- [Exercise aim] Return all the entries exactly, keeping pictures out.

━━━━━━━━

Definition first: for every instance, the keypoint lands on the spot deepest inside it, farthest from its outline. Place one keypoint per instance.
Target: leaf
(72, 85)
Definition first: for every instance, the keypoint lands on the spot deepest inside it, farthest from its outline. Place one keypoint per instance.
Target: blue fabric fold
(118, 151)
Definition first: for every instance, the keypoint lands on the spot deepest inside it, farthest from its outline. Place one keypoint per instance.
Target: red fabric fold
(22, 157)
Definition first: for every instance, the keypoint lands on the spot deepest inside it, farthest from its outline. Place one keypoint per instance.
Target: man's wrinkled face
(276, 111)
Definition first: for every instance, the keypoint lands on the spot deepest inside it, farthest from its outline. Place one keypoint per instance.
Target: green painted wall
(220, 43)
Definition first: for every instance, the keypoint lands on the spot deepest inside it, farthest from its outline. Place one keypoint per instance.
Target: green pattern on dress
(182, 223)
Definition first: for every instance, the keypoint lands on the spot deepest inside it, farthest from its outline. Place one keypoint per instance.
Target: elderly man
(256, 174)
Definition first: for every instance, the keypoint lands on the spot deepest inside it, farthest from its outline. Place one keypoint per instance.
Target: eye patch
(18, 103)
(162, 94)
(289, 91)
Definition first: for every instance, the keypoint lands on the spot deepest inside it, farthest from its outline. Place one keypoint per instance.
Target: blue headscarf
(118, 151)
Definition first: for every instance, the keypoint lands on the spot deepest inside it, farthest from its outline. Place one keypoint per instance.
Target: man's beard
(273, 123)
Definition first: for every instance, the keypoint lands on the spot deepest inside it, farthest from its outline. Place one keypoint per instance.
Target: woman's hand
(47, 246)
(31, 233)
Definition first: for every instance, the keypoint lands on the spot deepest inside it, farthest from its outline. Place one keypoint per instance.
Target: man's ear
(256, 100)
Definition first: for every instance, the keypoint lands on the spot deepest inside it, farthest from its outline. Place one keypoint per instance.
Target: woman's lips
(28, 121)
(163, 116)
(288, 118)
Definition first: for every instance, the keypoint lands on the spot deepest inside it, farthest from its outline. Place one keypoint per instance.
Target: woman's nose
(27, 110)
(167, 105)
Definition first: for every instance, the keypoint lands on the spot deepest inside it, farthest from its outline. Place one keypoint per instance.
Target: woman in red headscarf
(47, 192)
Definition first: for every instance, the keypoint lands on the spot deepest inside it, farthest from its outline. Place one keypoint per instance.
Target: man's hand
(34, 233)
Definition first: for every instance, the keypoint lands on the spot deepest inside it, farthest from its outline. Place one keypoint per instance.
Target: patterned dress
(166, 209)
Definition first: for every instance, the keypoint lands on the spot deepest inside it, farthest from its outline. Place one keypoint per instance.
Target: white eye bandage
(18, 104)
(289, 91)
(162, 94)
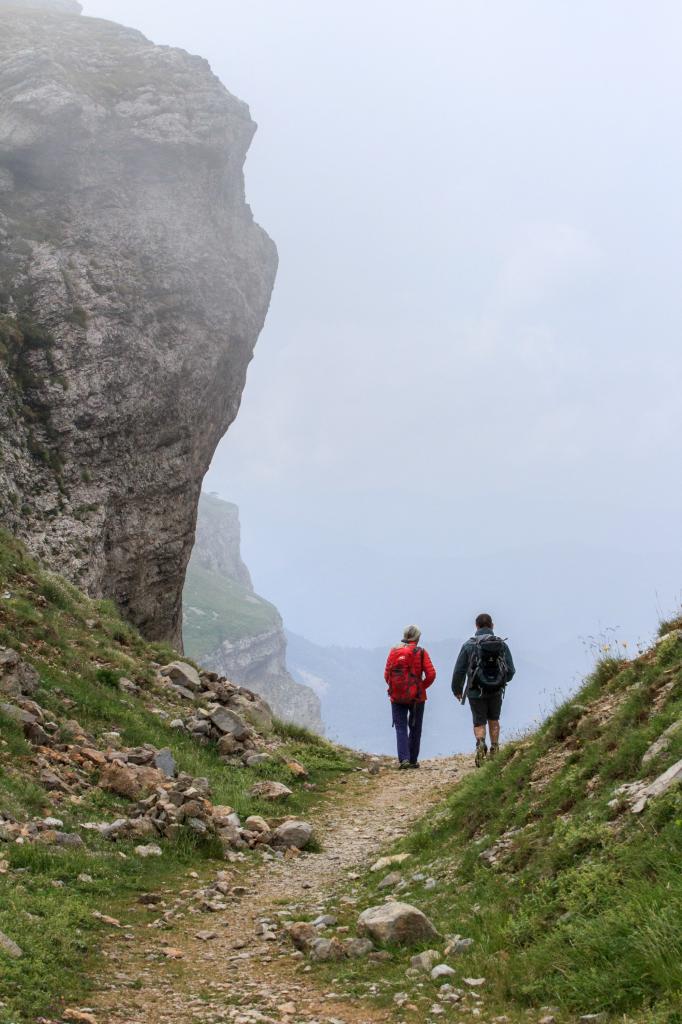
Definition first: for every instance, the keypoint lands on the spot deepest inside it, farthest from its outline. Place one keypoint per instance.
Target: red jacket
(428, 672)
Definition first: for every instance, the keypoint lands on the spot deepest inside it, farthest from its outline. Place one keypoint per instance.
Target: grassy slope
(217, 609)
(46, 620)
(585, 912)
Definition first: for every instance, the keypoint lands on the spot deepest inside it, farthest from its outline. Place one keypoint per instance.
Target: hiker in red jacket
(409, 673)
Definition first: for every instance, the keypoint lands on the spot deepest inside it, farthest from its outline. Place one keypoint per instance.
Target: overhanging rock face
(133, 286)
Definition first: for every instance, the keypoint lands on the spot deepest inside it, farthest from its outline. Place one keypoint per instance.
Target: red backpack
(405, 675)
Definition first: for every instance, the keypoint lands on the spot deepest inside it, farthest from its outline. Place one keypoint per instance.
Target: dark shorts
(486, 709)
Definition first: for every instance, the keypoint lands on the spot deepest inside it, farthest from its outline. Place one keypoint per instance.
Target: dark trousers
(408, 724)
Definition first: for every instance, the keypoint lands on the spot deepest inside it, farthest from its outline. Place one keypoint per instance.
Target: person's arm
(511, 668)
(428, 672)
(460, 672)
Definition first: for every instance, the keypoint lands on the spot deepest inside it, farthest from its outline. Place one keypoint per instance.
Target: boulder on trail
(165, 762)
(302, 934)
(228, 722)
(396, 923)
(426, 961)
(270, 791)
(394, 858)
(131, 781)
(183, 675)
(8, 946)
(16, 676)
(328, 949)
(355, 948)
(293, 834)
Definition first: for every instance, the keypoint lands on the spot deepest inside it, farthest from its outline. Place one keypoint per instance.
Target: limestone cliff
(133, 286)
(229, 629)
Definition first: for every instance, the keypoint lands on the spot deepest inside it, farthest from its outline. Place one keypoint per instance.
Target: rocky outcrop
(232, 631)
(259, 663)
(218, 540)
(133, 286)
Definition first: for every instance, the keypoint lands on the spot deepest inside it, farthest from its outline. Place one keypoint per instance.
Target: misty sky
(467, 394)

━━━━━━━━

- [Final answer]
Definition first: for every instance, the keypoint lands on the spot deepest inside it, farthest from its outline. Place one keypoint per instance.
Target: leaf
(72, 85)
Definition first: for every instance, the keypoint lands on the spot deepest inside it, farthest from its outline. Place one keypoint per instance.
Target: blue fabric fold
(118, 151)
Definition first: for every instance, the keypoint lands on the spot deepest inside it, farthest from its outline. Place one keypoint per instance.
Target: red fabric fold
(22, 157)
Definition first: for every instance, the keypoint lands on the spot deepest inside it, farthest from its outline. Place one keypoint per instance.
Target: man's wrinkled face
(276, 111)
Definition first: for every instance, the keypoint lands on the spot deepest inside it, farthest from its outline. Place one keypoint per instance.
Target: green painted wall
(220, 43)
Definition first: for every instance, the keypoint lands on the spot deepest inside it, farthest from its outline. Place one keypoint per instance.
Target: green pattern on dress
(182, 223)
Definition first: for every instance, the keypoint lands on the spot deepest inside it, farthest from its outline. Place one keypoint per instance.
Target: elderly man
(256, 174)
Definition first: for every instance, the keypoint lands on the spot deepest inside it, farthest from its outline. Place one keypoint per instance.
Target: eye patch
(18, 103)
(162, 94)
(289, 91)
Definition first: for every instance, the keypoint lands on the spot deepest inside it, farthest from its outline. Place one keypoint per instance.
Target: blue headscarf
(118, 151)
Definition first: for every instance, the keypoint lands on the spot deepest inside it, farthest from its outline. Place one keypoint per instance.
Target: man's beard
(273, 123)
Definition first: for every instance, the keypoint lands on the spot deepest inside it, farthest from its outline. Place one keypoint per instance.
Target: woman's hand
(47, 246)
(31, 233)
Definition first: for every instance, the keypoint lands on the spot deepest inside it, farthest from its outline. Place one keypoint per instance.
Target: man's ear
(256, 100)
Definition first: for every instance, the keypoint lands on the spot deepest inside it, farthest from its outline. Place one keypoint per instance.
Target: woman's lips
(28, 121)
(163, 116)
(288, 118)
Definition first: for every instance, the keypoint lands on the spot deepest inside it, farthest from its outline. Place one keypoint per instance.
Target: woman's nose
(27, 110)
(167, 105)
Definition first: for every instance, the keypoint lands on the spot deepest inside it, farthest from its outline. Place one keypoint per instance.
Target: woman in red headscarf
(47, 192)
Definition first: for every instance, the keypoint lands on the spot deepest inside it, farthest from its outline. Place one keypoint per instance.
Target: man's hand
(34, 233)
Definition first: for every instance, the keypoint lands on the spot deepest inside it, farthest from its outline. Place one keypoint per instance.
Target: patterned dress
(166, 209)
Definition first: for every instance, the keypoint lands on the spot deepest inside it, farthest from its outline. Place one keypoint per instance.
Target: white eye bandage
(18, 104)
(289, 91)
(162, 94)
Definition first: for every instance, the keypoint lands on the spot deepest inside it, farthest from its outline. Place one keypoint per instance.
Target: red jacket
(428, 672)
Definition first: for every instance, the keypoint lands on the spot deepest inside it, farthest from its outline. Place one keypoint per instance.
Target: grassy slope
(217, 609)
(46, 620)
(585, 912)
Definition first: for every instance, the keypoint lands on the spot deepest inside it, farthest from its outline. Place one keypoint per instance.
Target: hiker in red jacket
(409, 673)
Definition first: for every instance, the keypoint lands on the spot deepest inside it, farthest from its outline. Place one keypoint per instance.
Target: overhanging rock face
(133, 286)
Definition first: for every instance, the keypoint lands on the spot deepest inside it, farthest from its outline. Place one keypoint per instance.
Target: red backpack
(405, 675)
Definition first: for every instance, the keypoint lands on the spot deepest inside it, farthest from its outline. Place one keypoint per instance.
Target: dark shorts
(486, 709)
Definition first: for every instance, the keypoint lands on the spot deepest inside it, farthest from its outline. Place one keypoint per instance.
Target: dark trousers
(408, 724)
Definition first: for every instance, the keypoint lands on the spot deepest inside it, farthest from its outline. Place one keypoint per instance.
Target: person's arm
(511, 668)
(428, 672)
(460, 672)
Definition first: for every instance, the keypoint lands on the spot deepest inside it, farthest from its outline. Place one keypoint per instance.
Target: boulder on trail
(165, 762)
(302, 934)
(228, 722)
(396, 923)
(426, 961)
(270, 791)
(394, 858)
(131, 781)
(183, 675)
(8, 946)
(16, 676)
(328, 949)
(355, 948)
(293, 834)
Definition first: for every instance, the keypoint lands on the spot deepest inside it, farthest from its outline. Place one keypoint per instance.
Target: limestone cliff
(133, 286)
(229, 629)
Definition first: for every instance, the keypoint lands on the spot deepest inside it, farthest from its outline. Place one keypoint per instance.
Target: rocky outcrop
(232, 631)
(259, 663)
(218, 540)
(133, 286)
Definition first: for every instance, the keypoint lands on the spot deepest inside it, farthest from its outline. Place one keypoint per instance.
Target: misty sky
(467, 394)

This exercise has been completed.